▸ PROBLEM
The answer should match the records character for character.

Stored data entries
________________
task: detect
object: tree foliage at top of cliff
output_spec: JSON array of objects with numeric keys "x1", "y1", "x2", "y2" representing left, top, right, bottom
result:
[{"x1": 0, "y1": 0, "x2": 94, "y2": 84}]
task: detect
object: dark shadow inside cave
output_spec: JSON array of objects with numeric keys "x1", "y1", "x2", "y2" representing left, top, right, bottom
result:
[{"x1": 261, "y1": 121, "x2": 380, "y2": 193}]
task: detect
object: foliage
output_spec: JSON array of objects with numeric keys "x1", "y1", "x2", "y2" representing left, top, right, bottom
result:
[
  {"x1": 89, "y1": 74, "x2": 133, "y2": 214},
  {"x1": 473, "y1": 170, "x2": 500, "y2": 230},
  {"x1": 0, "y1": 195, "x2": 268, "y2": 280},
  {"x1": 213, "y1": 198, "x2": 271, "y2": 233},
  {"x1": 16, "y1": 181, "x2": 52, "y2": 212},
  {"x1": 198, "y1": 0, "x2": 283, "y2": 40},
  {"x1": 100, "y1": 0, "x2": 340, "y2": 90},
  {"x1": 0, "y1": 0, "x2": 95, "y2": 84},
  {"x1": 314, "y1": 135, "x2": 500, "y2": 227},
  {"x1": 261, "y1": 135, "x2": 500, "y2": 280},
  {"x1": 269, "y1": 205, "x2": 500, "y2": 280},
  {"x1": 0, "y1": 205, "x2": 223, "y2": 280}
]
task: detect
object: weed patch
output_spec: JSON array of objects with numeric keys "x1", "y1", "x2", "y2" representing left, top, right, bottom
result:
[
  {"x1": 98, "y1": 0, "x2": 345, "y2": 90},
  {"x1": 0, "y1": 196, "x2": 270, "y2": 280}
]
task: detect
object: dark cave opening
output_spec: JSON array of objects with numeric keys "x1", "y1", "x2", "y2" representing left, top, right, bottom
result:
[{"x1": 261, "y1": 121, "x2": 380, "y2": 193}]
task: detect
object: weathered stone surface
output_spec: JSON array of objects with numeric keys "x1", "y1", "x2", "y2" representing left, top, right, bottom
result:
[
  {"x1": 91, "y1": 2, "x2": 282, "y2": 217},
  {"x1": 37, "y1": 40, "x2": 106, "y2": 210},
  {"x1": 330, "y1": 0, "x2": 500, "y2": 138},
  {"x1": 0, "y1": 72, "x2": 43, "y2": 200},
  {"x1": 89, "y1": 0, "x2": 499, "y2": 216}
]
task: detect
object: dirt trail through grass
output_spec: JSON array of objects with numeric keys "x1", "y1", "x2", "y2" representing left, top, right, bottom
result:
________________
▸ REPLY TO THE EXERCISE
task: detect
object: tree foliage at top of cliff
output_spec: JSON array of objects with numeric keys "x1", "y1", "x2", "y2" representing left, top, right, bottom
result:
[{"x1": 0, "y1": 0, "x2": 94, "y2": 84}]
task: detect
object: dark shadow inside cave
output_spec: JSON array of objects with numeric keys "x1", "y1", "x2", "y2" representing left, top, right, bottom
result:
[{"x1": 261, "y1": 121, "x2": 380, "y2": 193}]
task: detect
object: foliage
output_spec: JSON array of objects with numeric keys "x1", "y1", "x2", "y2" representing left, top, right, bottom
result:
[
  {"x1": 89, "y1": 74, "x2": 133, "y2": 214},
  {"x1": 473, "y1": 170, "x2": 500, "y2": 230},
  {"x1": 0, "y1": 195, "x2": 268, "y2": 280},
  {"x1": 213, "y1": 198, "x2": 271, "y2": 233},
  {"x1": 16, "y1": 181, "x2": 52, "y2": 212},
  {"x1": 198, "y1": 0, "x2": 283, "y2": 40},
  {"x1": 100, "y1": 0, "x2": 340, "y2": 90},
  {"x1": 0, "y1": 0, "x2": 95, "y2": 84},
  {"x1": 314, "y1": 135, "x2": 500, "y2": 227},
  {"x1": 261, "y1": 135, "x2": 500, "y2": 280},
  {"x1": 269, "y1": 205, "x2": 500, "y2": 280},
  {"x1": 0, "y1": 205, "x2": 223, "y2": 280}
]
task: detect
object: weed patch
output_spec: JSON array of objects with numeric keys "x1", "y1", "x2", "y2" representing left, top, right, bottom
result:
[
  {"x1": 98, "y1": 0, "x2": 345, "y2": 90},
  {"x1": 0, "y1": 196, "x2": 270, "y2": 280}
]
task: detect
object: dark cave opening
output_spec: JSON array of objects with numeric keys "x1", "y1", "x2", "y2" representing left, top, right, bottom
result:
[{"x1": 261, "y1": 121, "x2": 380, "y2": 193}]
task: detect
object: weathered stone surface
output_spec: JSON array of objects with numeric keys "x1", "y1", "x2", "y2" representing left, top, right, bottom
result:
[
  {"x1": 91, "y1": 2, "x2": 282, "y2": 217},
  {"x1": 37, "y1": 40, "x2": 106, "y2": 210},
  {"x1": 330, "y1": 0, "x2": 500, "y2": 138},
  {"x1": 0, "y1": 72, "x2": 43, "y2": 200},
  {"x1": 89, "y1": 0, "x2": 499, "y2": 216}
]
task: detect
object: dirt trail through grass
output_spec: JSON array of objects with numeric keys "x1", "y1", "x2", "y2" representing left, top, right, bottom
result:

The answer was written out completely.